─── Provided text ───

1. Bring about 2 quarts (2l) of well-salted water to a boil, then add the wheat berries and bay leaf. Cook until tender, but still chewy. Depending on the variety, they’ll take between 40-60 minutes to cook.
2. While the wheat berries are cooking, toss the diced vegetables on a baking sheet with the onion and 2 tablespoons of olive oil and thyme, seasoning with salt and pepper.
3. Roast the vegetables in the bottom third of the oven, stirring once midway during baking, for 20 minutes, or until cooked through and browned on the outside.

───

Prompt a ::
Reproduce the recipe text starting with "1. Bring about" and going on through "salt and pepper.".

─── Provided information ───

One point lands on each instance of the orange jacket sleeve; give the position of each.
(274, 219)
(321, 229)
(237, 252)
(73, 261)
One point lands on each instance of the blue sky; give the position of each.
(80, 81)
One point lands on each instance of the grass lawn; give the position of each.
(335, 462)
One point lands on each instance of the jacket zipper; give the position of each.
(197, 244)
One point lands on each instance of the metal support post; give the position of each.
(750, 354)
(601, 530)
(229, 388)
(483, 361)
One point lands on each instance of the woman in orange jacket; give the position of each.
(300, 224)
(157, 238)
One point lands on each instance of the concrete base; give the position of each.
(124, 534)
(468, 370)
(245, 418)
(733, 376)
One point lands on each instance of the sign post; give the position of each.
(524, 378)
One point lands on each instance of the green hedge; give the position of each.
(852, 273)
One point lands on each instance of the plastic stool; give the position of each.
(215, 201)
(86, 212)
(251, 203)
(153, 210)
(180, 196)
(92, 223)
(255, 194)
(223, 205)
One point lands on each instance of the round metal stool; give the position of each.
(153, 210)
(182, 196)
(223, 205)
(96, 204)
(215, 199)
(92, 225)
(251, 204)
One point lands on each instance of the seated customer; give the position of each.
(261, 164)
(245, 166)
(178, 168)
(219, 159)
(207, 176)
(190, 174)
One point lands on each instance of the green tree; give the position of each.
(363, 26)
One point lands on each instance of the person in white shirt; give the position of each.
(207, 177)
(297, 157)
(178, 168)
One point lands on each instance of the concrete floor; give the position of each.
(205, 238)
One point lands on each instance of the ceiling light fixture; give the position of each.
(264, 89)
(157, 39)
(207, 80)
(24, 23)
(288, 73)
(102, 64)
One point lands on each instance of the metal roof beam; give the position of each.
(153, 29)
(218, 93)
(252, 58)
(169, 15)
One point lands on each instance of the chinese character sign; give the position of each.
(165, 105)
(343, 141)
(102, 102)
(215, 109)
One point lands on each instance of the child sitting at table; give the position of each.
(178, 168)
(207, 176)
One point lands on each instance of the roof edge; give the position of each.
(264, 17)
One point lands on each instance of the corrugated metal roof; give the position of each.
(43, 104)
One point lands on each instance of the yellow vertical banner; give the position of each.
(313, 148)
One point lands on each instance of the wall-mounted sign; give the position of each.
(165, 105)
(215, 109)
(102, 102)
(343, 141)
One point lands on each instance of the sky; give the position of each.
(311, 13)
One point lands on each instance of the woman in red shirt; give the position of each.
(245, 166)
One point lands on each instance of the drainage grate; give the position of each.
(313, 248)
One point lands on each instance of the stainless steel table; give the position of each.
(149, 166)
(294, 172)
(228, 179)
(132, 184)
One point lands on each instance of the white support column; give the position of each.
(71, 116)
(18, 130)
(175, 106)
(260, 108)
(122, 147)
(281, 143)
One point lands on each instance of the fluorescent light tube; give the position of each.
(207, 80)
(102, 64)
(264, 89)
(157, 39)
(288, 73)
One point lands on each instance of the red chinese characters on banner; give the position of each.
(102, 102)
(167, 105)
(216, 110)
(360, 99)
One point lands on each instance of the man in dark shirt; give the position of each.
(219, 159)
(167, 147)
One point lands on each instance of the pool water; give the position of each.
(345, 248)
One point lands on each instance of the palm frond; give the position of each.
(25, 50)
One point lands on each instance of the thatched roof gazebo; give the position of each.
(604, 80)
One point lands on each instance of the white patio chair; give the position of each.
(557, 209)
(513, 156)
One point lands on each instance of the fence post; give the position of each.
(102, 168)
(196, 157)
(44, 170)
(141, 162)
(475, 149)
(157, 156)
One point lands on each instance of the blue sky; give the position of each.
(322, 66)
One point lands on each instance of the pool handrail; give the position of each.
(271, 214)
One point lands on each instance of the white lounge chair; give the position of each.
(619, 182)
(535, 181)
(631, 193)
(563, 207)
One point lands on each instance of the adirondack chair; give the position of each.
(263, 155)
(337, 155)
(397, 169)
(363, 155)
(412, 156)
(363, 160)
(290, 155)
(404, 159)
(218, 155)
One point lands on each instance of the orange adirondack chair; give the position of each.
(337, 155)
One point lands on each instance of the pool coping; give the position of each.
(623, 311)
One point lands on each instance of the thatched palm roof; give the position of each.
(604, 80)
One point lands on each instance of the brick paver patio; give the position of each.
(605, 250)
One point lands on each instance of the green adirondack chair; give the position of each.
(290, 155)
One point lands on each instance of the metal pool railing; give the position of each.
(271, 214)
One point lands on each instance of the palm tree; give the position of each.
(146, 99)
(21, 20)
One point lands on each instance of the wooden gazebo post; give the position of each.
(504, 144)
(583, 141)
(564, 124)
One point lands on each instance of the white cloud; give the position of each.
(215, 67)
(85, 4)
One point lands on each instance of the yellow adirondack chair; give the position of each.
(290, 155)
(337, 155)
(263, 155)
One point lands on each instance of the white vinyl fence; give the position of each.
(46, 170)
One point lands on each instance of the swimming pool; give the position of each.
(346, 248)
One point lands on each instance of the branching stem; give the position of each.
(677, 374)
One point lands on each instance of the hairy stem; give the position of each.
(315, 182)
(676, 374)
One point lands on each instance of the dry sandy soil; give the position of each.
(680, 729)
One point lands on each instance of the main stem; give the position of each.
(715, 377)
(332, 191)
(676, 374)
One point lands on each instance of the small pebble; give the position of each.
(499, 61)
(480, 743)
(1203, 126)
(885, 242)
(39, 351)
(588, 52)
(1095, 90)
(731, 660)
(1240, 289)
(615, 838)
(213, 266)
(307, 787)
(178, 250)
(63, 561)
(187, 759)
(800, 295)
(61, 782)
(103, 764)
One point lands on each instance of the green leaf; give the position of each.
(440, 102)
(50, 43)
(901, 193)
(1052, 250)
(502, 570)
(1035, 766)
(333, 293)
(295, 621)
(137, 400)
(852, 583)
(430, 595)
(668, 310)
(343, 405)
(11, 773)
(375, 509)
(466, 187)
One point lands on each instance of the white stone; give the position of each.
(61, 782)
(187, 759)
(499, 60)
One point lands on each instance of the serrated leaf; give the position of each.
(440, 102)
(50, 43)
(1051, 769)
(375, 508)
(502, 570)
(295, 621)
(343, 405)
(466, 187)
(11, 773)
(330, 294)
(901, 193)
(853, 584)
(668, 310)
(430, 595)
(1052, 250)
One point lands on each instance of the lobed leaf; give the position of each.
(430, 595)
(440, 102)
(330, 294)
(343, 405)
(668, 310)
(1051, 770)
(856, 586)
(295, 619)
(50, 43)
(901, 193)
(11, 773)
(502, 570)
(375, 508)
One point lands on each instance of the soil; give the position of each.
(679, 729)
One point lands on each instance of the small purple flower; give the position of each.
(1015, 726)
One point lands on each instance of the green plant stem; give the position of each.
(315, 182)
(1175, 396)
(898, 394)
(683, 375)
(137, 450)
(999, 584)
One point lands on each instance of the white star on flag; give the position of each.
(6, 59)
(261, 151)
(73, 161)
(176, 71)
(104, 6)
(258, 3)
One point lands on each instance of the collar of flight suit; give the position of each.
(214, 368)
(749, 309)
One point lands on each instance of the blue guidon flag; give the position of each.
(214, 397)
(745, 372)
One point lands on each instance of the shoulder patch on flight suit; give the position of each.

───

Prompt b ::
Collect every line of the entries that contains the string "adirondack", treating case as significant.

Correct result a ::
1. Bring about 2 quarts (2l) of well-salted water to a boil, then add the wheat berries and bay leaf. Cook until tender, but still chewy. Depending on the variety, they’ll take between 40-60 minutes to cook.
2. While the wheat berries are cooking, toss the diced vegetables on a baking sheet with the onion and 2 tablespoons of olive oil and thyme, seasoning with salt and pepper.

Correct result b ::
One point lands on each instance of the adirondack chair; give the position of each.
One point lands on each instance of the orange adirondack chair; give the position of each.
One point lands on each instance of the green adirondack chair; give the position of each.
One point lands on each instance of the yellow adirondack chair; give the position of each.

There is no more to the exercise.